===== DATA TO PROCESS

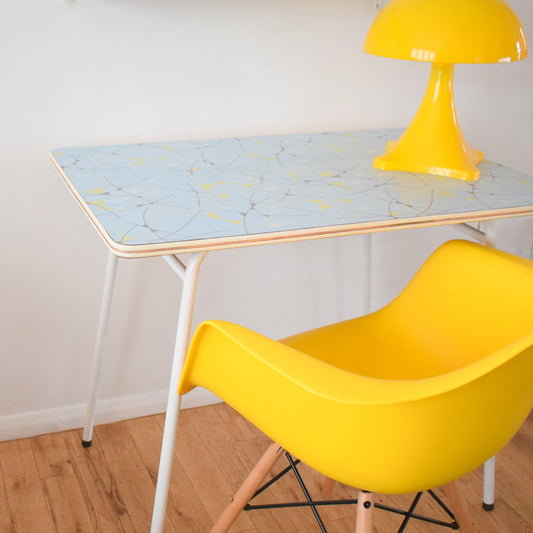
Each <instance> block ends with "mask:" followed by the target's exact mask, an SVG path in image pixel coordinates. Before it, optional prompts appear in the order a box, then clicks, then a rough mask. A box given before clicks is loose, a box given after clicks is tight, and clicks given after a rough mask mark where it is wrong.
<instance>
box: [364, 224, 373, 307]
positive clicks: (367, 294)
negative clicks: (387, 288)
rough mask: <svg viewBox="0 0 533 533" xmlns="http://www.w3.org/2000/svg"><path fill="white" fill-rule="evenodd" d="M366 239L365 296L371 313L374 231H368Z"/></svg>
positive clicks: (366, 305) (371, 302) (367, 303)
mask: <svg viewBox="0 0 533 533" xmlns="http://www.w3.org/2000/svg"><path fill="white" fill-rule="evenodd" d="M365 239H366V240H365V254H366V275H365V277H366V293H365V297H364V298H365V305H366V313H370V312H371V311H372V233H367V234H366V235H365Z"/></svg>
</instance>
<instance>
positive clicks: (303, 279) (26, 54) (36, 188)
mask: <svg viewBox="0 0 533 533" xmlns="http://www.w3.org/2000/svg"><path fill="white" fill-rule="evenodd" d="M511 4H512V6H513V7H514V9H515V10H516V11H517V13H518V14H519V16H520V17H521V19H522V21H523V23H524V25H525V27H526V30H527V31H529V33H530V35H532V36H533V4H532V3H531V1H530V0H511ZM373 16H374V12H373V11H372V9H371V1H370V0H328V1H327V2H324V1H322V0H321V1H319V0H269V1H268V2H258V1H257V0H195V1H191V0H74V1H73V2H64V1H63V0H22V1H19V2H2V3H1V4H0V20H1V21H2V22H1V23H2V30H1V31H0V49H1V50H2V52H1V54H0V68H1V72H2V81H1V83H0V106H1V114H0V117H1V122H0V124H1V127H0V136H1V138H0V155H1V158H0V162H1V165H2V178H1V179H2V188H1V191H2V194H3V201H2V204H1V206H2V207H1V209H0V219H1V220H0V222H1V224H0V227H1V228H2V229H1V231H2V234H1V244H2V250H1V254H0V280H1V281H0V284H1V285H0V291H1V292H0V349H1V364H0V439H7V438H14V437H18V436H23V435H29V434H35V433H38V432H45V431H52V430H57V429H60V428H66V427H76V426H79V425H81V420H82V413H83V406H82V404H83V402H84V400H85V397H86V393H87V376H88V373H89V370H90V360H91V355H92V348H93V343H94V334H95V329H96V321H97V314H98V308H99V302H100V297H101V289H102V282H103V275H104V269H105V261H106V257H107V252H106V249H105V247H104V244H103V242H101V240H100V238H99V237H98V235H97V234H96V232H95V231H94V229H93V228H92V227H91V225H90V224H89V222H88V221H87V220H86V218H85V216H84V215H83V214H82V213H81V211H80V209H79V208H78V207H77V205H75V203H74V201H73V199H72V198H71V197H70V195H69V193H68V192H67V191H66V189H65V187H64V186H63V185H62V183H61V182H60V179H59V178H58V176H57V175H56V173H55V171H54V170H53V169H52V167H51V164H50V163H49V161H48V151H49V150H50V149H51V148H54V147H57V146H68V145H79V144H102V143H120V142H138V141H156V140H165V139H167V140H179V139H190V138H208V137H222V136H232V135H253V134H268V133H291V132H312V131H324V130H343V129H363V128H369V127H388V126H405V125H406V124H407V123H408V122H409V120H410V118H411V117H412V115H413V113H414V112H415V110H416V107H417V105H418V102H419V101H420V98H421V96H422V94H423V91H424V88H425V84H426V80H427V76H428V73H429V67H428V65H426V64H422V63H411V62H402V61H395V60H389V59H382V58H377V57H373V56H367V55H365V54H364V53H363V52H362V51H361V49H362V43H363V40H364V35H365V32H366V30H367V28H368V26H369V24H370V22H371V20H372V18H373ZM532 38H533V37H532ZM531 61H533V60H526V61H523V62H519V63H514V64H508V65H469V66H459V67H458V68H457V74H456V90H457V94H456V97H457V107H458V111H459V116H460V119H461V123H462V127H463V131H464V133H465V135H466V136H467V138H468V140H469V141H470V143H471V144H473V145H475V146H476V147H479V148H482V149H484V151H485V154H486V156H487V157H488V158H490V159H496V160H498V161H500V162H502V163H505V164H508V165H510V166H514V167H515V168H518V169H520V170H524V171H526V172H529V173H533V150H532V149H531V146H532V145H533V142H532V141H533V128H532V126H531V124H532V123H533V122H532V120H533V98H531V96H530V91H531V85H532V81H533V63H532V62H531ZM498 228H499V229H500V236H499V243H500V245H501V246H502V247H504V248H506V249H509V250H511V251H515V252H517V253H521V254H523V255H526V256H529V254H530V248H531V244H532V242H533V226H532V223H531V221H530V220H520V221H511V222H502V223H499V224H498ZM455 235H456V234H455V233H454V232H453V231H452V230H450V229H432V230H417V231H410V232H403V233H400V232H396V233H388V234H382V235H379V236H377V237H375V238H374V253H373V265H374V277H373V289H374V301H375V304H376V305H380V304H382V303H384V302H386V301H387V300H389V299H390V298H391V297H392V296H393V295H394V294H395V293H396V292H398V290H399V289H400V288H401V286H402V284H403V283H404V281H405V280H407V279H408V278H409V277H410V275H411V274H412V272H413V270H414V269H415V268H416V267H417V266H418V265H419V264H420V262H421V261H422V260H423V259H424V258H425V257H426V256H427V255H428V254H429V253H430V252H431V250H432V249H433V248H435V247H436V246H437V245H438V243H440V242H442V241H443V240H446V239H449V238H450V237H454V236H455ZM364 249H365V248H364V238H361V237H359V238H343V239H337V240H325V241H321V242H314V243H301V244H298V245H277V246H272V247H262V248H250V249H243V250H238V251H227V252H214V253H212V254H210V255H209V256H208V258H207V260H206V261H205V262H204V266H203V267H202V272H201V278H200V285H199V293H198V301H197V307H196V312H195V324H197V323H198V322H199V321H200V320H202V319H205V318H223V319H228V320H234V321H237V322H240V323H243V324H245V325H247V326H249V327H252V328H254V329H256V330H258V331H260V332H262V333H265V334H267V335H271V336H273V337H281V336H283V335H286V334H289V333H293V332H296V331H298V330H300V329H304V328H309V327H313V326H316V325H319V324H323V323H326V322H330V321H333V320H338V319H340V318H344V317H347V316H351V315H354V314H358V313H360V312H362V311H363V309H364V305H363V302H362V301H361V298H360V295H361V294H362V292H364V277H363V273H364V263H365V256H364ZM391 266H392V268H391ZM179 294H180V288H179V282H178V280H177V279H175V276H174V274H173V273H172V272H171V271H170V270H169V269H168V267H167V266H166V265H165V263H164V262H163V261H162V260H160V259H150V260H137V261H131V260H130V261H126V260H122V261H121V262H120V264H119V271H118V281H117V291H116V298H115V302H114V307H113V315H112V320H111V334H110V337H109V344H108V359H107V362H106V367H105V369H104V371H105V372H104V373H105V376H104V380H103V383H102V389H101V396H102V398H103V399H104V401H103V402H102V404H101V406H100V413H102V414H101V416H100V420H111V419H116V418H120V417H126V416H135V415H140V414H145V413H148V412H157V411H162V410H163V408H164V398H165V394H166V387H167V384H168V379H169V378H168V369H169V365H170V357H171V351H172V345H173V339H174V328H175V322H176V317H177V313H178V301H179V300H178V299H179ZM200 400H202V398H200Z"/></svg>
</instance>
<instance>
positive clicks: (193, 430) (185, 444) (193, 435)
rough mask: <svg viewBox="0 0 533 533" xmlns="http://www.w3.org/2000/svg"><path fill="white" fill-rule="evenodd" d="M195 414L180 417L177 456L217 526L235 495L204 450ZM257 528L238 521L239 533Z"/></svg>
mask: <svg viewBox="0 0 533 533" xmlns="http://www.w3.org/2000/svg"><path fill="white" fill-rule="evenodd" d="M194 415H195V413H194V412H193V410H189V409H187V410H184V411H182V412H181V413H180V419H179V427H180V431H181V433H180V435H179V438H178V439H177V443H176V453H177V457H178V459H179V461H180V462H181V465H182V466H183V468H184V470H185V472H186V473H187V476H188V477H189V479H190V480H191V481H192V483H193V484H194V486H195V489H196V493H197V494H198V496H199V497H200V499H201V500H202V501H203V502H204V505H205V507H206V509H207V512H208V514H209V516H210V518H211V520H212V521H213V522H214V521H215V520H216V519H217V518H218V516H219V515H220V513H221V512H222V510H223V509H224V508H225V506H226V505H227V503H229V502H230V501H231V498H232V496H233V491H232V489H231V487H230V486H229V485H228V483H227V481H226V479H225V478H224V475H223V474H222V472H221V471H220V469H219V467H218V465H217V463H216V461H215V460H214V459H213V456H212V455H211V452H210V450H209V449H208V448H207V447H206V446H205V444H204V443H203V441H202V439H201V438H200V436H199V435H198V433H197V432H196V430H195V428H194V424H193V420H192V418H193V417H194ZM253 527H254V526H253V524H252V523H251V522H250V520H249V519H247V518H246V516H245V515H243V514H241V515H240V516H239V518H238V519H237V520H236V522H235V525H234V530H235V532H236V533H238V532H241V531H246V530H248V529H252V528H253Z"/></svg>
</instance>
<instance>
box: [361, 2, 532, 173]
mask: <svg viewBox="0 0 533 533" xmlns="http://www.w3.org/2000/svg"><path fill="white" fill-rule="evenodd" d="M364 50H365V51H366V52H368V53H370V54H374V55H378V56H384V57H391V58H396V59H409V60H413V61H427V62H431V63H432V67H431V73H430V78H429V84H428V87H427V90H426V94H425V96H424V98H423V100H422V103H421V105H420V108H419V110H418V112H417V114H416V115H415V117H414V119H413V121H412V122H411V124H410V125H409V126H408V128H407V129H406V130H405V132H404V133H403V135H402V136H401V137H400V138H399V139H398V140H397V141H391V142H389V143H388V144H387V147H386V153H385V154H383V155H381V156H379V157H377V158H376V159H375V160H374V166H375V167H377V168H380V169H384V170H404V171H410V172H422V173H428V174H437V175H440V176H448V177H451V178H458V179H462V180H476V179H478V178H479V170H478V169H477V167H476V164H477V163H479V162H480V161H482V160H483V152H481V151H479V150H474V149H473V148H471V147H470V146H468V144H467V143H466V142H465V140H464V138H463V135H462V133H461V130H460V128H459V123H458V121H457V115H456V111H455V104H454V97H453V75H454V66H455V63H505V62H509V61H518V60H520V59H523V58H525V57H526V55H527V41H526V36H525V33H524V30H523V28H522V25H521V23H520V21H519V19H518V17H517V16H516V15H515V13H514V12H513V11H512V9H511V8H510V7H509V5H508V4H506V3H505V1H504V0H391V1H390V3H389V4H387V6H386V7H385V8H384V9H383V10H382V11H381V12H380V13H379V14H378V16H377V17H376V18H375V20H374V22H373V23H372V25H371V27H370V29H369V31H368V34H367V36H366V40H365V44H364Z"/></svg>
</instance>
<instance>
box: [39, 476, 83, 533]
mask: <svg viewBox="0 0 533 533" xmlns="http://www.w3.org/2000/svg"><path fill="white" fill-rule="evenodd" d="M43 485H44V493H45V495H46V497H47V499H48V501H49V503H50V506H51V512H52V517H53V520H54V526H55V529H56V531H75V532H76V533H90V532H92V531H93V525H92V522H91V519H90V516H89V512H88V510H87V505H86V502H85V501H84V499H83V494H82V491H81V489H80V486H79V484H78V478H77V477H76V475H75V474H73V473H69V474H62V475H59V476H49V477H47V478H46V479H45V480H44V482H43ZM57 501H62V502H63V505H61V506H59V507H58V506H55V505H52V504H53V502H57Z"/></svg>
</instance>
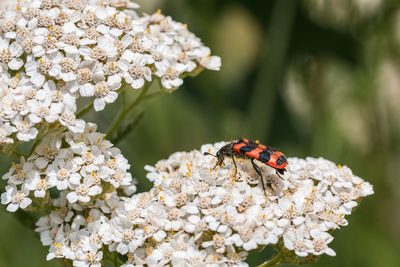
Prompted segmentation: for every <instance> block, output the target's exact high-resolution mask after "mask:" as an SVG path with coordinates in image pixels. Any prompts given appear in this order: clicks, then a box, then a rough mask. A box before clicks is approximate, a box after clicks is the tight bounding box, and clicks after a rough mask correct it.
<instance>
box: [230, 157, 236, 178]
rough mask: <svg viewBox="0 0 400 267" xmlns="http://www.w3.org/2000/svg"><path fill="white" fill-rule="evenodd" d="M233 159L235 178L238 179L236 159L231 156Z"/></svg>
mask: <svg viewBox="0 0 400 267" xmlns="http://www.w3.org/2000/svg"><path fill="white" fill-rule="evenodd" d="M231 157H232V161H233V165H235V177H236V174H237V165H236V161H235V157H234V156H233V154H232V155H231Z"/></svg>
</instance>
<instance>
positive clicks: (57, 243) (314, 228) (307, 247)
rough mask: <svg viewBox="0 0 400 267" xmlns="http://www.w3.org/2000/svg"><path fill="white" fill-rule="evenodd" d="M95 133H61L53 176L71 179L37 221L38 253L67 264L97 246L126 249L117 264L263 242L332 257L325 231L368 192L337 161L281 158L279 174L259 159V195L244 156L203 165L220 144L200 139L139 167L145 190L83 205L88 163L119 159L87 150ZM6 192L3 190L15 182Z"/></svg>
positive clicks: (253, 172) (201, 264)
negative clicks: (78, 171) (58, 161)
mask: <svg viewBox="0 0 400 267" xmlns="http://www.w3.org/2000/svg"><path fill="white" fill-rule="evenodd" d="M92 130H94V129H92ZM88 131H89V132H91V131H90V130H88ZM92 134H93V135H95V134H96V133H95V132H92ZM95 139H96V138H95V136H91V135H90V134H89V135H86V137H85V136H84V137H79V135H77V134H71V135H69V136H68V137H66V139H65V140H66V141H67V143H68V144H70V145H71V149H72V151H73V153H74V155H75V156H74V159H73V160H72V162H73V163H71V164H69V165H68V166H65V168H64V169H63V176H68V174H69V173H72V172H74V173H76V171H75V170H76V169H77V168H79V167H77V166H81V167H80V170H81V171H80V172H79V173H80V176H79V177H75V178H71V184H72V185H71V186H70V187H69V188H70V189H69V190H68V191H67V190H64V191H63V192H62V193H61V195H60V197H59V198H58V199H57V200H55V201H54V205H55V206H56V207H58V208H57V209H56V211H53V212H52V213H51V214H50V216H47V217H42V218H41V219H40V220H39V221H38V223H37V231H38V232H40V234H41V239H42V242H43V244H44V245H50V250H49V254H48V259H51V258H54V257H61V258H66V259H70V260H72V261H73V262H74V264H75V265H79V264H93V265H94V266H95V264H98V262H99V261H100V260H101V258H102V256H103V254H102V253H100V252H102V251H100V248H102V247H103V246H106V247H107V253H119V254H122V255H127V257H128V261H127V262H126V263H125V264H124V265H122V266H134V265H157V266H169V265H185V266H203V265H204V266H207V265H210V264H213V265H215V266H226V265H235V266H247V264H246V263H245V262H244V260H245V259H246V257H247V255H248V253H249V252H250V251H253V250H255V249H258V248H261V247H263V246H265V245H272V246H276V247H281V248H282V246H283V247H284V249H285V250H286V251H287V252H288V253H292V255H294V256H300V257H306V256H308V255H311V256H312V255H314V256H319V255H321V254H328V255H331V256H333V255H335V252H334V251H333V250H332V249H331V248H329V246H328V245H329V243H330V242H332V240H333V236H332V235H331V232H332V231H333V230H334V229H337V228H339V226H344V225H347V220H346V219H345V216H346V215H349V214H350V213H351V210H352V208H353V207H354V206H356V205H357V202H356V201H358V200H360V199H361V198H362V197H364V196H367V195H370V194H373V190H372V186H371V185H370V184H369V183H368V182H365V181H363V180H362V179H361V178H359V177H357V176H355V175H353V174H352V172H351V171H350V169H349V168H347V167H345V166H336V165H335V164H333V163H332V162H330V161H328V160H325V159H322V158H319V159H314V158H307V159H298V158H288V162H289V164H288V166H287V172H286V173H285V175H283V179H281V178H279V177H278V176H276V174H275V171H274V170H273V169H271V168H270V167H269V166H267V165H265V164H260V168H261V171H262V173H263V177H264V179H265V181H266V182H267V184H268V188H267V192H266V194H267V197H266V196H265V194H264V192H263V190H262V187H261V183H259V182H258V181H259V180H257V179H258V177H257V176H256V175H257V174H256V173H255V172H253V171H252V166H251V164H250V163H249V162H248V161H247V160H244V159H237V167H238V170H237V172H238V173H237V175H235V170H234V169H233V163H232V162H230V161H229V160H226V161H225V165H224V166H220V167H218V168H215V169H214V170H213V169H212V166H214V165H215V159H214V158H212V157H209V156H204V152H208V153H215V152H216V151H217V150H218V149H220V148H221V147H222V146H223V145H224V144H225V143H217V144H214V145H204V146H202V148H201V150H200V151H197V150H194V151H191V152H188V153H187V152H177V153H174V154H172V155H171V156H170V157H169V158H168V159H167V160H161V161H159V162H158V163H157V164H156V165H155V167H152V166H146V167H145V168H146V170H147V171H148V174H147V177H148V179H150V180H151V181H152V182H153V183H154V188H153V189H151V190H150V191H149V192H144V193H141V194H136V195H133V196H132V197H130V198H126V197H120V196H119V195H118V193H117V192H116V191H114V192H112V193H105V194H103V197H101V198H98V199H97V200H96V201H95V202H94V203H92V204H91V205H90V206H88V205H86V204H85V203H86V202H87V200H89V199H90V193H89V191H90V190H88V189H89V187H90V186H92V185H91V184H90V183H88V182H86V183H85V182H84V180H85V179H89V178H88V177H89V176H88V172H90V171H92V170H97V169H96V167H95V165H96V164H100V162H106V163H105V164H104V165H103V167H101V168H100V169H102V171H98V173H100V172H105V173H113V171H117V170H119V169H121V168H122V169H124V168H126V164H127V162H126V160H125V159H124V158H123V157H122V156H121V155H119V154H118V153H117V155H114V154H113V156H111V157H110V158H109V159H108V160H106V159H105V158H104V157H103V156H102V155H101V154H99V153H98V152H96V150H94V149H92V150H89V149H88V148H87V147H88V146H90V145H93V143H97V142H96V141H95ZM78 140H85V141H84V143H85V144H84V145H82V144H80V143H79V141H78ZM100 143H101V142H100ZM54 145H56V146H57V143H56V142H53V146H54ZM98 147H99V149H100V148H101V147H109V145H107V144H106V143H105V144H104V145H102V146H98ZM100 150H101V149H100ZM110 151H111V150H110ZM88 152H89V154H88ZM71 153H72V152H71ZM25 164H27V163H25ZM53 164H56V166H58V165H59V163H56V161H54V162H53V163H50V166H52V165H53ZM50 166H49V167H48V168H50ZM17 168H20V166H17V165H16V166H14V169H13V171H12V172H13V173H14V172H15V169H17ZM52 169H53V168H52ZM56 169H57V167H56ZM10 172H11V170H10ZM51 172H52V173H53V174H52V177H57V175H58V174H55V173H54V171H53V170H52V171H51ZM85 175H86V176H85ZM81 176H85V177H86V178H82V177H81ZM100 177H102V176H101V175H100ZM107 177H108V178H107V179H104V181H106V182H110V183H112V184H113V186H115V184H114V183H115V182H116V181H115V180H114V181H111V180H112V179H110V177H112V176H110V175H107ZM52 179H56V178H52ZM89 180H91V181H93V180H94V178H90V179H89ZM119 182H120V183H122V184H124V182H122V181H121V180H119ZM78 187H80V189H78ZM83 187H84V188H85V189H86V191H85V190H82V188H83ZM73 190H75V191H73ZM11 191H12V190H11ZM11 191H10V193H7V196H8V195H10V194H13V192H14V191H15V190H14V191H12V192H11ZM83 191H84V193H85V194H87V195H88V198H87V199H85V197H86V196H85V195H84V194H83ZM68 192H69V193H68ZM71 194H74V195H73V196H71ZM7 198H8V199H9V198H10V197H7ZM71 198H73V201H71V200H72V199H71ZM4 199H6V197H4ZM75 200H76V201H77V202H75ZM9 202H10V201H8V202H7V201H4V203H9ZM84 214H89V216H87V215H86V216H87V217H85V216H83V215H84ZM103 252H104V251H103ZM99 253H100V254H99ZM85 266H87V265H85Z"/></svg>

==========

**THE PROBLEM**
Search the entries above for the word "tight", and copy every line where it occurs.

**EXERCISE OUTPUT**
Each <instance> block ends with "mask:" followed by the target's exact mask, an SVG path in image pixel coordinates. Before it, optional prompts appear in the order a box, then clicks, then a rough mask. A box given before clicks is loose, a box given after clicks is tight, and clicks given after a rough mask mark where it is wrong.
Prompted segmentation: for every <instance> block, output the target's exact high-resolution mask after "mask:" as an SVG path with coordinates in image pixels. Any prompts given appear in this order: clicks, then a box, then a rough mask. A box before clicks is approximate, a box after clicks is the tight bounding box, and clicks after a rough mask correct it.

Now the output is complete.